PASSAGE>
----------------
Conference: CVPR 2025
arXiv: 2505.22859
Code: https://muskie82.github.io/4dtam/
Area: 3D Vision
Keywords: 4D SLAM, non-rigid reconstruction, 2D Gaussian Splatting, deformation field, dynamic scenes

TL;DR

This paper presents the first 4D tracking and mapping method (4DTAM) based on differentiable rendering and 2D Gaussian surface primitives. By jointly optimizing camera poses, scene geometry, appearance, and dynamic deformation fields, 4DTAM achieves real-time reconstruction of non-rigid dynamic scenes from monocular RGB-D video streams. It also releases a novel synthetic 4D dataset, Sim4D, for evaluation.

Background & Motivation

Visual SLAM technology has made massive progress over the past two decades, but the vast majority of methods assume static scenes. The real world is full of moving elements—rivers, trees, pedestrians, etc. While dynamic objects can be detected and filtered out to focus on the static parts, doing so discards the spatio-temporal information of the scene. True 4D reconstruction (3D space + time) requires handling both camera motion and non-rigid scene deformation simultaneously. This is an extremely difficult problem because the optimization space is extremely high-dimensional and observations from a single camera are highly sparse.
----------------
SUPPLIED RECORDS>
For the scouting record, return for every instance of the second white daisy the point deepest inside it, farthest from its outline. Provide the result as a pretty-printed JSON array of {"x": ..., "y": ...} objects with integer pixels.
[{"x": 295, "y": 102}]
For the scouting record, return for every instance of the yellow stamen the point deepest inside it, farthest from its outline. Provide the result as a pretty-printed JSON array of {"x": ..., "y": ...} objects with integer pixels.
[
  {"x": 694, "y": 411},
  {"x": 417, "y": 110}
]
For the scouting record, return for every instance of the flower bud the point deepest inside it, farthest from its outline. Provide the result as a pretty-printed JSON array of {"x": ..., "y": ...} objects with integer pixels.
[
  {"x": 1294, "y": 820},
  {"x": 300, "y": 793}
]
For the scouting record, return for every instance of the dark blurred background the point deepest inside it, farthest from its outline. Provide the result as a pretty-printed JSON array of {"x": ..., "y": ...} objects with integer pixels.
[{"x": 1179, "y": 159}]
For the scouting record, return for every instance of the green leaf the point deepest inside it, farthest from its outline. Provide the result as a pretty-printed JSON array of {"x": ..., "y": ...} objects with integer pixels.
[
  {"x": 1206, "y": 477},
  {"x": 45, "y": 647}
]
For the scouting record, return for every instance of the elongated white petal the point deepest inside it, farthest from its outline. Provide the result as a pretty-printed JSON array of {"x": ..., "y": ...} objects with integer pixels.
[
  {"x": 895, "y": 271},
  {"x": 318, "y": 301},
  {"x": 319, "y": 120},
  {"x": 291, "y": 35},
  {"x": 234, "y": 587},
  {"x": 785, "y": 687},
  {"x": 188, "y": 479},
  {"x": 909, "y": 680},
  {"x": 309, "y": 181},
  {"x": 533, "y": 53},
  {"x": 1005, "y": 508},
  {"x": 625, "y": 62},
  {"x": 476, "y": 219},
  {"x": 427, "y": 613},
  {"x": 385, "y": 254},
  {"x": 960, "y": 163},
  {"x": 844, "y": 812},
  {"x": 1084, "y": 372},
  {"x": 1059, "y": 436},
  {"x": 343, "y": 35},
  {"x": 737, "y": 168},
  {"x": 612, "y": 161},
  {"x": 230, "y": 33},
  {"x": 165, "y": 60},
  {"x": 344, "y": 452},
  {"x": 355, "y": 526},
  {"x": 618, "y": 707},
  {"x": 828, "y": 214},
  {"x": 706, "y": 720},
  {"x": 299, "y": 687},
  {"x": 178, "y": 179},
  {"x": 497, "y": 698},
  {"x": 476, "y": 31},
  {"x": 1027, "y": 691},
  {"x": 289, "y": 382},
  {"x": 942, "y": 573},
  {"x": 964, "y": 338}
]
----------------
TO-DO LIST>
• a. Pull out each line of the listing that contains the string "return", matching case exactly.
• b. Carry on the 4D tracking and mapping summary from its final sentence onward.

EXPECTED RESULTS>
• a.
For the scouting record, return for every instance of the second white daisy the point deepest inside it, farthest from its outline. Provide the result as a pretty-printed JSON array of {"x": ..., "y": ...} objects with integer pixels.
For the scouting record, return for every instance of the yellow stamen the point deepest inside it, farthest from its outline. Provide the result as a pretty-printed JSON array of {"x": ..., "y": ...} objects with integer pixels.
For the scouting record, return for every instance of the flower bud the point deepest inside it, farthest from its outline. Provide the result as a pretty-printed JSON array of {"x": ..., "y": ...} objects with integer pixels.
For the scouting record, return for every instance of the dark blurred background the point deepest inside it, farthest from its outline. Provide the result as a pretty-printed JSON array of {"x": ..., "y": ...} objects with integer pixels.
For the scouting record, return for every instance of the green leaf the point deepest inside it, farthest from its outline. Provide the result as a pretty-printed JSON array of {"x": ..., "y": ...} objects with integer pixels.
For the scouting record, return for every instance of the elongated white petal the point deepest inside it, farthest from its outline. Provide the result as a pretty-printed JSON array of {"x": ..., "y": ...} objects with integer pixels.

• b.
Existing non-rigid SLAM methods (such as the DynamicFusion series) typically rely on TSDF volume representations and specific deformation models, which limits their reconstruction accuracy. Recently, 3D Gaussian Splatting (3DGS) has shown strong capabilities in static SLAM, but its blob-like representation is not suitable for accurate surface reconstruction. On the other hand, most dynamic reconstruction methods require known camera poses or multi-camera systems, which limits their practical application.

The core insight of this paper is to utilize 2D Gaussian Splatting (2DGS) as surface primitives, combining them with an MLP deformation field to model non-rigid motion. Simultaneously, it derives analytical camera pose Jacobians to achieve efficient pose estimation, thereby building a complete 4D SLAM system.

Method

Overall Architecture

4DTAM adopts a classic tracking-mapping dual-thread architecture. The tracking module is responsible for fast online pose estimation; the mapping module jointly optimizes camera poses, canonical space Gaussians, and deformation field parameters within a sliding window. The input is a monocular RGB-D video stream, and the output is a complete 4D spatio-temporal reconstruction model.

Key Designs

  1. 2DGS Surface Primitive Representation:

    • Unlike 3DGS, 2DGS constrains each Gaussian onto a 2D tangent plane, which naturally possesses a well-defined surface normal direction.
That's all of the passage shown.